Dataset rows:
--------
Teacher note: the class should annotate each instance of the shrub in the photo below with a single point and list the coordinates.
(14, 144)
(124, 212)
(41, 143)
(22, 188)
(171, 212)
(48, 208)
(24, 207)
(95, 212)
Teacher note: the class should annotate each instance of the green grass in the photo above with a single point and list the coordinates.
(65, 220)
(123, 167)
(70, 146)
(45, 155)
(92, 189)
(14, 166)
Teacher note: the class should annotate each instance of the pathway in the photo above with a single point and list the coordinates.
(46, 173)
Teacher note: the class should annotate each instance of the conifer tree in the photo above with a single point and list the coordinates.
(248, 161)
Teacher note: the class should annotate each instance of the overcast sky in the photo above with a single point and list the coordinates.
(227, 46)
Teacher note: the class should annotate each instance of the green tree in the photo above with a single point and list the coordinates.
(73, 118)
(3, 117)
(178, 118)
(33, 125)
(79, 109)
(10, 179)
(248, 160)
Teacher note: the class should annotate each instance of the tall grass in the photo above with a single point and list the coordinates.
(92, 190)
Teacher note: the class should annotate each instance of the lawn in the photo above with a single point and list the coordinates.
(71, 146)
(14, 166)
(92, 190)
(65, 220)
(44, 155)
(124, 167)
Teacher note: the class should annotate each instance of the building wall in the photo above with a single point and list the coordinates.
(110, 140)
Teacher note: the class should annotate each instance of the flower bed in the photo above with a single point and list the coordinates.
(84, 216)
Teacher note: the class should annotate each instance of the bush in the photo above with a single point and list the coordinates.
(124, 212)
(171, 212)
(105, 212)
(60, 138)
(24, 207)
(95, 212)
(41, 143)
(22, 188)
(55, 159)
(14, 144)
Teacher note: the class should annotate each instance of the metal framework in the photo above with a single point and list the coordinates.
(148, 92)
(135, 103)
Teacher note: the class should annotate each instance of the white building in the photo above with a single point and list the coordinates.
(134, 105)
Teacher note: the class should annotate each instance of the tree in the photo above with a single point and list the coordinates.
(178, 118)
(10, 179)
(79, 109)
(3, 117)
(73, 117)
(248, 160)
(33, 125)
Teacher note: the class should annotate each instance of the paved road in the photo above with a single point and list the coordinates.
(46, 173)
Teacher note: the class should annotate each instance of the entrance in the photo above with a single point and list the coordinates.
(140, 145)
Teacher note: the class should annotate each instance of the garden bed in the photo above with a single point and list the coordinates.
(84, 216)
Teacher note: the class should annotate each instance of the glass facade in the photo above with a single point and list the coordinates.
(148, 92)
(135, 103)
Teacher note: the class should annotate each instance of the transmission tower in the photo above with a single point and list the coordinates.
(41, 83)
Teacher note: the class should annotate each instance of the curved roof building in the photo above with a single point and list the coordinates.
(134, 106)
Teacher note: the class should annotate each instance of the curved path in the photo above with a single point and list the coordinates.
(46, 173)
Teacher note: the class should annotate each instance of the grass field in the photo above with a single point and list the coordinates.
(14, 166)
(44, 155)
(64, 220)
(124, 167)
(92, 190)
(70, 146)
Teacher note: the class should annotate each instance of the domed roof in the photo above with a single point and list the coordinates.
--------
Exercise prompt
Reproduce every line of the listing above without changing anything.

Exercise answer
Teacher note: the class should annotate each instance of the shrub in the photo below with a single point and list the coordinates.
(14, 144)
(124, 212)
(41, 143)
(22, 188)
(171, 212)
(48, 208)
(24, 207)
(95, 212)
Teacher note: the class should annotate each instance of the green grass in the photo above with a single point and list the coordinates.
(65, 220)
(123, 167)
(70, 146)
(45, 155)
(92, 189)
(14, 166)
Teacher note: the class should annotate each instance of the pathway in the photo above with a single point and list the coordinates.
(46, 173)
Teacher note: the class should annotate each instance of the conifer tree in the photo above with a single point and list the coordinates.
(248, 161)
Teacher note: the class should annotate each instance of the overcast sky in the photo above with a single point and list the coordinates.
(227, 46)
Teacher note: the class should annotate each instance of the green tree in the photo above with a single point and list the coordinates.
(73, 118)
(3, 117)
(178, 118)
(33, 125)
(79, 109)
(10, 179)
(248, 160)
Teacher note: the class should annotate each instance of the tall grass in the photo above with a single point and list the coordinates.
(92, 190)
Teacher note: the class should annotate each instance of the lawn in the photo above with a single point and list the coordinates.
(71, 146)
(14, 166)
(92, 190)
(65, 220)
(44, 155)
(124, 167)
Teacher note: the class should annotate each instance of the building wall in the photo above with a single point and list the coordinates.
(110, 140)
Teacher note: the class should annotate each instance of the flower bed in the photo above with a single point and list the coordinates.
(84, 216)
Teacher note: the class should annotate each instance of the bush in the photo above with a single point and list the coordinates.
(124, 212)
(171, 212)
(105, 212)
(60, 138)
(24, 207)
(95, 212)
(41, 143)
(22, 188)
(55, 159)
(14, 144)
Teacher note: the class should annotate each instance of the metal framework in the photo above with a single point and list the coordinates.
(148, 92)
(135, 103)
Teacher note: the class should annotate each instance of the white building in the photo above with a single point and list the coordinates.
(134, 105)
Teacher note: the class should annotate each instance of the tree in the photo above with a single point and list the coordinates.
(178, 118)
(10, 179)
(79, 109)
(3, 117)
(73, 117)
(248, 160)
(33, 125)
Teacher note: the class should annotate each instance of the paved road in the photo above with a single point and list the coordinates.
(46, 173)
Teacher note: the class should annotate each instance of the entrance in the photo above with a single point and list the coordinates.
(140, 145)
Teacher note: the class should annotate each instance of the garden bed in the photo above with a single point and list the coordinates.
(84, 216)
Teacher note: the class should annotate each instance of the glass facade in the photo above with a single point and list the coordinates.
(148, 92)
(135, 103)
Teacher note: the class should annotate each instance of the transmission tower in the photo above with a single point and list the coordinates.
(41, 83)
Teacher note: the class should annotate each instance of the curved roof building in the photo above with a single point and list the coordinates.
(134, 106)
Teacher note: the class should annotate each instance of the curved path in the photo above with a single point and list the coordinates.
(46, 173)
Teacher note: the class should annotate each instance of the grass field in the photo above with a single point and list the coordinates.
(14, 166)
(44, 155)
(64, 220)
(124, 167)
(92, 190)
(70, 146)
Teacher note: the class should annotate each instance of the domed roof in the photo above with a single point and list the coordinates.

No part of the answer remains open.